*Selected text*
** START **
Archive for November, 2007

Busted Flush: it’s a wrap

Tuesday, November 27th, 2007

Yep, the senses-shattering next volume of the illustrious Wild Cards saga has wrapped and is about to be delivered to Tor. It’s called Busted Flush. And unlike the soon-to-be-released Inside Straight, I most definitely am in this one.

Busted Flush is by way of being another mosaic novel - all the stories are intertwined. It’s a boatload of work for George, the editor, and Melinda, the co-editor (who also wrote the interstitial material tying it all together.) But it can produce a very nice effect.

My contribution marks the return of an old friend. But things are maybe not as they appear…


Inside Straight draws raves

Tuesday, November 27th, 2007

Reviews are coming in for the next Wild Cards volume, Inside Straight. Publishers Weekly, the big enchilada, gives us a good notice (scroll down. And down.) Jeremy at FantasyBookSpot rates it an 11 out of 10 (shades of Spinal Tap!), and Harriet Klausner’s Genre Go Round Reviews likes it too.

Meanwhile Pat’s Fantasy Hotlist out of Québec offers you a chance to win one of two autographed advance reading copies of Inside Straight, signed by George R. R. Martin, Daniel Abraham, Melinda M. Snodgrass, Carrie Vaughn, Michael Cassutt, Caroline Spector, John Joseph Miller, Ian Tregillis, and S. L. Farrell. Which is, well, everybody.

That’s right. I’m not in it. I chose to sit this one out. Don’t let that dissuade you from checking it out. You’ll enjoy Busted Flush a whole lot better if you read this first!

Anyway, congrats to the kids in the first book, and hooray for the triumphant return of Wild Cards! Look for it January 22, 2008.


White Thanksgiving

Thursday, November 22nd, 2007

Just got back an hour or two ago from a wonderful Thanksgiving dinner most kindly hosted by my good friends John and Gail Miller. I didn’t stay late; I’m really sleepy for some reason. Not that getting to sleep fairly early tonight will do me much harm…

Anyway, Emma was crying to be let in from being put out a few minutes ago. I went to fetch her, and darned if the backyard wasn’t dusted with snow!
** END **
*Collected data*
** START **
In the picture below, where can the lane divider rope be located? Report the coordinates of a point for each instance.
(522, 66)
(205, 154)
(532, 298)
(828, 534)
** END **
** START **
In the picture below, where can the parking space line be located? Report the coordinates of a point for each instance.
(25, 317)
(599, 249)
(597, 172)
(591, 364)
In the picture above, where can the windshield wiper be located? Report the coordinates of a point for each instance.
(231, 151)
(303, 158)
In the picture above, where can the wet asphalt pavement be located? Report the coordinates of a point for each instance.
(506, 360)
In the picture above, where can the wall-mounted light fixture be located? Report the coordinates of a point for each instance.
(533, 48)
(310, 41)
** END **
*Your tasks*
[a] According to the November 2007 blog archive, on what date should readers look for Inside Straight?
[b] Return the passage of the November 2007 blog archive from "That’s right. I’m" up to and including "read this first!", copied word for word.
[c] Please take the November 2007 blog archive further, picking up from where it stops.
This data has no connection to the November 2007 blog archive.

*Responses for each task*
[a] January 22, 2008.

[b]
That’s right. I’m not in it. I chose to sit this one out. Don’t let that dissuade you from checking it out. You’ll enjoy Busted Flush a whole lot better if you read this first!

[c]
Been a long time since we’ve gotten snow this early, to the best of my remembering. Don’t know that I’ve ever seen it on Thanksgiving.

Anyway, hope you all had a good one.

Happy Thanksgiving!

Thursday, November 22nd, 2007

What it says, to one and all.

I’m thankful for my health; for my wonderful friends and extended family, human and animal; and for being able to make my living in a pretty cool way.

In particular I thank you. My friends, readers, fans. You keep me going. In more than the obvious ways.

Health, happiness, freedom, and prosperity to all in the coming year. Despite the odds.

Dazed & confused

Tuesday, November 20th, 2007

The last few days, just to make life interesting, my notebook computer’s been acting up. Either there’s something funky inside the box or the multi-tip Kensington power supply Circuitous City sold me last month when my existing power supply went Tango Uniform, doesn’t quite fit the socket.

What’s been happening is, the power keeps flickering. It’s obvious from the way the screen dims when the machine goes on battery power, as well as the fact that the power-input indicator light goes black. It’s annoying. Fiddling with the plug where it goes in the back of the computer sometimes brings it back. Usually, if sometimes after many attempts.

So after a day or two of it behaving itself mostly, I started having trouble again today. The battery got a bit low, so I got it where it was telling me it was getting power and left it to recharge.I ate dinner and came back to get some writing done. And the computer was black. No lights on; nobody home. Wouldn’t turn on.

Ulp. Uncomfortable feeling. Everything’s backed up - sort of. But it’s been a while since I backed up to the removable hard drive that my desktop PC will actually read.

I tried diddling the plug around in the socket. Nothing. I began to fear the power fluctuations had fried my motherboard. Which would be a Bad Thing.

I sat for a bit contemplating my options. Okay, mainly I was stunned. It did occur to me I could run my thumb drive to some friends’ house and get ‘em to cut me a CD I could slap in my desktop to transfer recently added/edited files. Be a pain, but it’d get me back writing again.

After a while it occurred to me to drag out the package the new power supply came with, which I’d stashed with the old power supply, and see if a different tip might work out. The answer to that was, “no.”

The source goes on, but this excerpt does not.